*Data for analysis*:
• • • • •

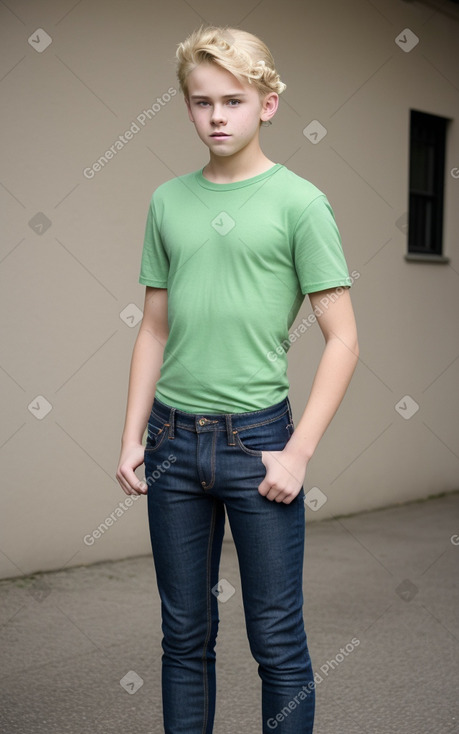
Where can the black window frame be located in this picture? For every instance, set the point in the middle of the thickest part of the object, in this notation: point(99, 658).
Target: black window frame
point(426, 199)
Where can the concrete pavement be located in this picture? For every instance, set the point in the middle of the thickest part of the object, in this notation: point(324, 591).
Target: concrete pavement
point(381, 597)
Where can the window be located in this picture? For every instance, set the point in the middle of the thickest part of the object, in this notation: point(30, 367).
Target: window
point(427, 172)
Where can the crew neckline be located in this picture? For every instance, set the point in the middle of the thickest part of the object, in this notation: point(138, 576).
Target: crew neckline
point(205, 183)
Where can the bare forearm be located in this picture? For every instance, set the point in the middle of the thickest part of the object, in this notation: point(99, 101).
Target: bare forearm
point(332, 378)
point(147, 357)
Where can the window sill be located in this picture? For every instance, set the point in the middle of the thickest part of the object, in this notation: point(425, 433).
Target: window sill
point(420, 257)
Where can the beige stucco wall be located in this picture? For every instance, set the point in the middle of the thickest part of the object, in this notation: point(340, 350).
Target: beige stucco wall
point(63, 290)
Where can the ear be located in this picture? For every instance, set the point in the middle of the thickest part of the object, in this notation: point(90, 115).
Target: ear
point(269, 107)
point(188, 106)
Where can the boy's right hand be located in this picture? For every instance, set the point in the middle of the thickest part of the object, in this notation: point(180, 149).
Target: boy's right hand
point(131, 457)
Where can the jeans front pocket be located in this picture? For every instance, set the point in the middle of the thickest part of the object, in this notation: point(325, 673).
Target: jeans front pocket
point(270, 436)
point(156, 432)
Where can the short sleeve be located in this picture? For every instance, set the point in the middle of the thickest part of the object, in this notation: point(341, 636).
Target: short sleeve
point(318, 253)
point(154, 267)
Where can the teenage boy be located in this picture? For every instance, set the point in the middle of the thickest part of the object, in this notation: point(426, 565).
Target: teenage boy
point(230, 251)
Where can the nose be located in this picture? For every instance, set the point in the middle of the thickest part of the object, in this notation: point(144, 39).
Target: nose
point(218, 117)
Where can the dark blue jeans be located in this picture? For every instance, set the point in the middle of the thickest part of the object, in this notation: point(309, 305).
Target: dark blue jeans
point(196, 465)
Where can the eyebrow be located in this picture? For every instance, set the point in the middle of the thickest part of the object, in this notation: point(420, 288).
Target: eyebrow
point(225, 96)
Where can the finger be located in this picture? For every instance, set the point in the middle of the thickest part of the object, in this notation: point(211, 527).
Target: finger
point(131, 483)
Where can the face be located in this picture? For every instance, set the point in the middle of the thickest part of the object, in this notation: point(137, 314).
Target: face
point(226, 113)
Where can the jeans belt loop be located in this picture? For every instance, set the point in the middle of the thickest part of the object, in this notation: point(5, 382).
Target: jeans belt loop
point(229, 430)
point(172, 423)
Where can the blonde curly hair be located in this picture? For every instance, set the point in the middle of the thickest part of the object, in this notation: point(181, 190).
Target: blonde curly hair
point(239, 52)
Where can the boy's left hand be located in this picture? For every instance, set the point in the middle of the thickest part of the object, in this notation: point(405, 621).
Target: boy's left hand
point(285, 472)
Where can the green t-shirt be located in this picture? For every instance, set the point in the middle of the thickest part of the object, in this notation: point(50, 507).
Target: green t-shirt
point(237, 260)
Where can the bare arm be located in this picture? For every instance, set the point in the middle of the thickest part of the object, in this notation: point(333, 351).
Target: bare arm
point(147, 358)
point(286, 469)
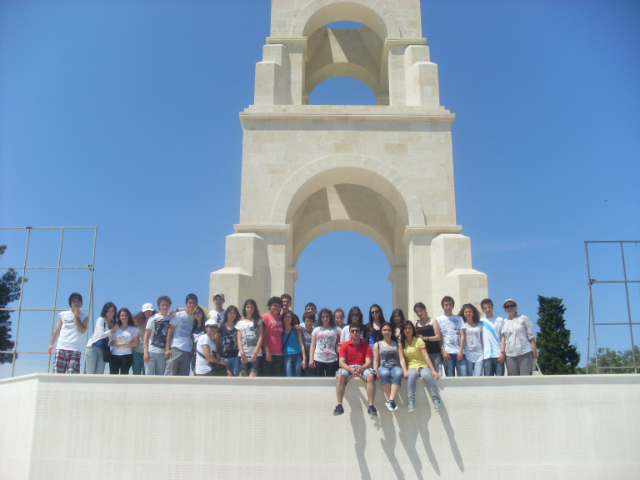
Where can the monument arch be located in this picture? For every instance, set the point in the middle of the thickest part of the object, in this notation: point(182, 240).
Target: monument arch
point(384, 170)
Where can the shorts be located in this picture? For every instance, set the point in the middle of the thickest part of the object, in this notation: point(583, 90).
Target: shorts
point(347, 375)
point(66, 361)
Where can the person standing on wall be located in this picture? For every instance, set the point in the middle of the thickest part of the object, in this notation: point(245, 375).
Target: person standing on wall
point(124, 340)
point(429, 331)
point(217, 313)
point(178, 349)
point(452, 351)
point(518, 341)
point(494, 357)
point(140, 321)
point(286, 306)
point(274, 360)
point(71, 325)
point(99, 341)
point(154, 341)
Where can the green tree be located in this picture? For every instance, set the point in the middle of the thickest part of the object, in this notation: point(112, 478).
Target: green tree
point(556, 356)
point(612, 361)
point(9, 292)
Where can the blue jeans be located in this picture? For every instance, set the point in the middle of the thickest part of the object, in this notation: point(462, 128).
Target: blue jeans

• • • • •

*Work task*: All of the material above needs to be restated exactly, with no pictures.

*Solution to this task*:
Where can the black window frame be located in this picture? For every instance, set the point in the middle of the thickest part of the object, in this notation: point(99, 658).
Target: black window frame
point(426, 199)
Where can the concrete pavement be located in this picture? For every instance, set the point in the middle of the thickest part of the object, in this notation: point(324, 591).
Target: concrete pavement
point(381, 597)
Where can the window be located in this picture? For every instance, set the point in the middle of the thickest part of the object, in this notation: point(30, 367).
Target: window
point(427, 172)
Where can the crew neckline be located in this picture? For every instance, set the point in the middle of the thickest part of the object, in this notation: point(138, 576).
Target: crew neckline
point(205, 183)
Where can the bare forearm be located in this picture? For every instance, set the point in the middle of the thickest part of the object, in this notation: point(99, 101).
Target: bare forearm
point(332, 378)
point(147, 357)
Where can the window sill be located in this picture? For every instance, set the point in the middle of the thickest part of the object, in this notation: point(425, 433).
Target: window sill
point(420, 257)
Where can the beige stucco wall be located in this picture? For every instance, set the point in the middle of the thickest part of the object, in this notation: point(340, 350).
Target: beige stucco wall
point(63, 290)
Where can the ear be located in this picture? For every instance, set the point in the middle of the thickest part of the object, in this notation: point(90, 115).
Target: ear
point(269, 107)
point(188, 106)
Where can the boy's right hand be located in this picture? For every instance, set the point in the middle of the thickest part of the object, in this notation: point(180, 149).
Target: boy's right hand
point(131, 457)
Where can the jeans front pocket be located in this picture? For every instance, set the point in the middle of the thickest part of the object, in this notation: point(325, 673).
Target: jeans front pocket
point(270, 436)
point(156, 432)
Where can the short sleeve be located in this picture? For every instance, set the point in the middle of the thickest part of the object, in this notation: point(341, 636).
Target: short sleeve
point(318, 253)
point(154, 267)
Where can the teenage boy be located in this picture? For every instance, set the point in the middle of the thickest part of the object, in this notation: point(426, 565).
Target: teenage boy
point(230, 251)
Where can the nose be located in this picture? For every instance, set the point in the middle of the thickest part of the object, in this notation: point(144, 39).
Target: nose
point(218, 117)
Where can the dark blue jeans be located in this picture? For every instance, set the point in the middle of the thickest part of the object, in this notation: point(309, 305).
Target: dark blue jeans
point(196, 465)
Where can the eyebrow be located in this picture? For every instance, set the point in the middle of the thickest part of the object, in this notation: point(420, 288).
Target: eyebrow
point(225, 96)
Where can the finger be located in this picture? For every instance, set the point in the middle of the thickest part of the object, in this notation: point(211, 527).
Target: finger
point(131, 483)
Where can the face be located in this picture? For every instance, set the point in the middle of the thickest part of the object, in this notation: point(137, 314).
Target: face
point(226, 113)
Where can the jeans belt loop be located in this picture? For every instance, set the point in the middle of the thickest part of the object, in this notation: point(5, 382).
Target: jeans belt loop
point(229, 430)
point(172, 423)
Where can the blonde curly hair be located in this picture? For every instance, set the point in the middle of the thickest part of the object, in this notation: point(181, 190).
Target: blonde curly hair
point(239, 52)
Where can the boy's left hand be located in this picture? For every instance, set the point in the middle of the thickest part of the object, in this notation: point(405, 621).
Target: boy's left hand
point(285, 472)
Where can the green t-shirt be located in this picture? For every instance, set the point in the middle of the thickest part of the object, in this notation: point(50, 507).
Target: green t-shirt
point(237, 260)
Where can the bare arm be located in this picture? For every instance, set the point in the middle of the thickest part of the object, in this notation: point(333, 351).
Target: bare arm
point(147, 358)
point(286, 469)
Where can the monument arch be located in this picture? For every instance, set the point in the middle of the thickest part of the object, in this notation: point(182, 240).
Target: monument arch
point(384, 170)
Where can the shorts be located in this picture? For every instance, set the point in the middle of the thickest part of the object, in this notation: point(583, 90).
Target: shorts
point(347, 375)
point(66, 361)
Where can the person standing on wall be located in this picture? For every instance, set the point in the middle of the thickest part of the object, in this notation: point(245, 375).
Target: person standing on wall
point(124, 340)
point(429, 331)
point(217, 313)
point(178, 349)
point(452, 351)
point(518, 341)
point(494, 357)
point(140, 321)
point(286, 306)
point(274, 360)
point(71, 325)
point(99, 341)
point(154, 341)
Where can the green tree be located in this picture? For every instance, set the point in the middle of the thickest part of the object, in this notation: point(112, 478).
Target: green tree
point(556, 356)
point(612, 361)
point(9, 292)
Where can the blue jeans be located in this picture? For every instance, set the point in the middle of the thickest part of the object, in this notation: point(462, 128).
Target: blue jeans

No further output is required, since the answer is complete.